УСЛОВИЯ ЗАДАНИЙ:
**1)** Перепишите дословно фрагмент отрывка о Надежде Яковлевне от слов «Она ощущала дефицит» до слов «к покойному мужу.».
**2)** Кто, согласно отрывку о Надежде Яковлевне, привел к ней рассказчика?

ИЗУЧАЕМЫЙ ТЕКСТ:
Ей было семьдесят восемь лет, она жила в Черемушках, и меня привел к ней Петя Старчик, который перед ней благоговел и как-то помогал. Надежда Яковлевна была то ли нездорова, то ли просто устала и принимала нас лежа в кровати, без церемоний, но с достоинством. Я изложил ей суть дела – рассказал о приглашении в Америку и нашей идее написать общее письмо. Она отнеслась к этому прохладно, но сказала, что подумает. Заокеанская страна не привлекала ее, на путешествие не было сил, и, мне кажется, жила она больше прошлым, чем настоящим, а тем более будущим.

Я немного стушевался в начале разговора. Да и как было не стушеваться, когда перед тобой живая легенда и свидетельница трагических событий и великих поступков. Она была удивительно откровенна. Меня тогда поразило, что она говорит со мной серьезно и искренне, как с близким другом, хотя видит первый раз в жизни. Теперь я думаю, что она говорила тогда не столько со мной, сколько с воображаемым собеседником, своим вечным оппонентом.

Она ощущала дефицит справедливости в окружающем ее мире. В своих воспоминаниях она написала правду о многих людях, и многие на нее обиделись. У нее не было времени на лукавство. Она спешила. Если она считала нужным выругаться, она материлась – но не потому, что это доставляло ей бравое удовольствие эпатировать окружающих (что так любят делать для пущей «народности» иные русские интеллигенты), а потому, что так было короче, так было проще выразить отношение. Она избавляла свою жизнь от шелухи условностей и вежливой лжи. Она была беспощадна к другим, к себе и даже к покойному мужу.

ИСХОДНЫЕ ДАННЫЕ:
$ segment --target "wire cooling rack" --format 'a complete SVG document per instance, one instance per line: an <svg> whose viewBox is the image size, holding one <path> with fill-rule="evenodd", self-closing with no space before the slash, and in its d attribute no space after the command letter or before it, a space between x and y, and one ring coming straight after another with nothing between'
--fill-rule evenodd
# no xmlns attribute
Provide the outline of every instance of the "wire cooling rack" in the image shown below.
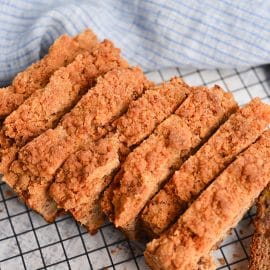
<svg viewBox="0 0 270 270"><path fill-rule="evenodd" d="M180 70L147 74L156 83L181 76L191 85L218 84L233 92L240 105L259 96L270 104L270 66L234 70ZM254 207L214 252L219 270L248 268ZM0 183L0 268L32 269L148 269L143 245L128 241L112 224L90 236L70 216L47 224Z"/></svg>

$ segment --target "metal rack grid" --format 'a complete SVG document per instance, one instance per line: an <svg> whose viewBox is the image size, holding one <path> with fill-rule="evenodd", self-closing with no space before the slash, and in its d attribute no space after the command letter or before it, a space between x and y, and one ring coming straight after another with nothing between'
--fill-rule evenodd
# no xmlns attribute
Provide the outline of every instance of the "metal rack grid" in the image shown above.
<svg viewBox="0 0 270 270"><path fill-rule="evenodd" d="M181 76L191 85L218 84L233 92L240 105L259 96L270 104L270 67L230 70L180 70L170 68L147 74L156 83ZM219 270L247 269L253 233L253 207L238 227L214 252ZM90 236L70 216L47 224L0 183L0 269L148 269L143 245L128 241L106 223Z"/></svg>

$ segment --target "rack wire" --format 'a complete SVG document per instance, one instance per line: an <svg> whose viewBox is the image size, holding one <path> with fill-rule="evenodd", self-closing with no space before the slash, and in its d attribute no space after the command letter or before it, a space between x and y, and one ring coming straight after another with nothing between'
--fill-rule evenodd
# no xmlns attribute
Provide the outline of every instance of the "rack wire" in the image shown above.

ОТВЕТЫ ПО ЗАДАНИЯМ:
**1)**
Она ощущала дефицит справедливости в окружающем ее мире. В своих воспоминаниях она написала правду о многих людях, и многие на нее обиделись. У нее не было времени на лукавство. Она спешила. Если она считала нужным выругаться, она материлась – но не потому, что это доставляло ей бравое удовольствие эпатировать окружающих (что так любят делать для пущей «народности» иные русские интеллигенты), а потому, что так было короче, так было проще выразить отношение. Она избавляла свою жизнь от шелухи условностей и вежливой лжи. Она была беспощадна к другим, к себе и даже к покойному мужу.

**2)** Петя Старчик.